• _Set exercise_
Copy every item below word for word, changing and leaving out nothing.

┌──

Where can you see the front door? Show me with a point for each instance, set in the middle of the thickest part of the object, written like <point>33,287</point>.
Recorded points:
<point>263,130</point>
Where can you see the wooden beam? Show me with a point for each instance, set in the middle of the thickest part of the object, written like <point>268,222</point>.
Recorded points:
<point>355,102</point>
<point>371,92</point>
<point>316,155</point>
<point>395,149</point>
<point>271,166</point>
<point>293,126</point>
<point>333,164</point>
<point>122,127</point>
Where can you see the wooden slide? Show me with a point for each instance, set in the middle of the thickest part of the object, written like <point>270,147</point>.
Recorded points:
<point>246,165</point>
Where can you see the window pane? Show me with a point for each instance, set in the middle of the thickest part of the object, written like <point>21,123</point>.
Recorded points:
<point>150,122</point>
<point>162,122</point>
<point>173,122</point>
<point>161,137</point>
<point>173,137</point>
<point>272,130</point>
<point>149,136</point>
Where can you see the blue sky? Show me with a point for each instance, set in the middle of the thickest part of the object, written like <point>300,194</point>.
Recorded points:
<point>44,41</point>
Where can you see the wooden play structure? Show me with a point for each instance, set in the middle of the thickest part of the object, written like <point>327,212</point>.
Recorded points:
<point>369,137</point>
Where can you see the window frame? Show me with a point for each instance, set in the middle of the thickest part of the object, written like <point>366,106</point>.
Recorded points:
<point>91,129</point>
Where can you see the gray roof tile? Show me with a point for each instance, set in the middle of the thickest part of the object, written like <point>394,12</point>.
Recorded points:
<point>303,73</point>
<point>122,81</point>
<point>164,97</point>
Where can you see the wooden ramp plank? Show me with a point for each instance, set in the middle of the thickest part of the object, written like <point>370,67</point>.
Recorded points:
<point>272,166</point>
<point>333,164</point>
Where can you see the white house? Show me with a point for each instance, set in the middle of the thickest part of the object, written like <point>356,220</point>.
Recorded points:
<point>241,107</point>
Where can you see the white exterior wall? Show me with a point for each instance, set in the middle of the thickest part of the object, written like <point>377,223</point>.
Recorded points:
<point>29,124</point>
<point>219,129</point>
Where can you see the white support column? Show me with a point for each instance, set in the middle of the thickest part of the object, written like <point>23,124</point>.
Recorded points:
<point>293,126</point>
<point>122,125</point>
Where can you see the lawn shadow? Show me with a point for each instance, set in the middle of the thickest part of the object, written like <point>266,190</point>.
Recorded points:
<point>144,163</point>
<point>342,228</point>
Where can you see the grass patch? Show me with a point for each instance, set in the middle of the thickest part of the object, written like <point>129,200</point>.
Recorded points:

└──

• _Written response_
Where can you see the front door? Show me with a point for each instance, set in the middle of the thickest part of the object, written like <point>33,287</point>.
Recorded points:
<point>263,130</point>
Where can you see the wooden beam? Show me with a point for each instance, set in the middle of the thickest part of the object, written like <point>268,222</point>.
Recorded points:
<point>355,102</point>
<point>371,92</point>
<point>316,155</point>
<point>395,149</point>
<point>271,166</point>
<point>293,126</point>
<point>333,164</point>
<point>122,127</point>
Where can you see the wooden slide? Show me with a point for each instance, set in the middle of the thickest part of the object, written like <point>270,147</point>.
Recorded points:
<point>246,165</point>
Where can you see the window pane? Show me with a point for each instance, set in the middle of the thickest part of the object, written like <point>21,123</point>.
Recorded points:
<point>150,122</point>
<point>162,122</point>
<point>173,122</point>
<point>161,137</point>
<point>173,137</point>
<point>272,130</point>
<point>149,136</point>
Where can you see the blue sky? Show me with a point for each instance, set in the middle of the thickest part of the object, written like <point>300,194</point>.
Recorded points:
<point>44,41</point>
Where can you see the wooden play structure? Show me with a point for each instance, set in the middle of the thickest part of the object, written like <point>327,212</point>.
Recorded points:
<point>369,137</point>
Where can you see the window frame? Show me with a point for each instance, set in the middle of the thickest part of the object, written like <point>366,106</point>.
Recorded points:
<point>91,129</point>
Where can you see the gray roof tile? Show me with a point for each instance, set in the middle of the thickest part of the object, written like <point>394,12</point>.
Recorded points:
<point>303,73</point>
<point>122,81</point>
<point>164,97</point>
Where can you see the wooden ramp plank? Show me with a point for each instance, set in the middle of the thickest part of the object, written like <point>370,67</point>.
Recorded points:
<point>272,166</point>
<point>333,164</point>
Where can you see the white house? Show me with a point for each instance, set in the middle of the thickest part of the object, written like <point>356,220</point>.
Recorded points:
<point>241,107</point>
Where can you see the white exterior wall? Show me with a point for each instance, set in the middle of the thickest part of the object, written like <point>377,223</point>.
Recorded points:
<point>29,124</point>
<point>219,129</point>
Where can you see the white support column? Show me with a point for each instance, set in the middle of the thickest part of the object, written like <point>23,124</point>.
Recorded points:
<point>293,126</point>
<point>122,125</point>
Where can you see the lawn shadow? Show me with a point for each instance, set in the middle of the thickest part of the object, written like <point>266,190</point>.
Recorded points:
<point>144,163</point>
<point>342,228</point>
Where can you see the grass patch? Show me with a point for each instance, set in the middle of the thickest part of the object, written like <point>129,200</point>.
Recorded points:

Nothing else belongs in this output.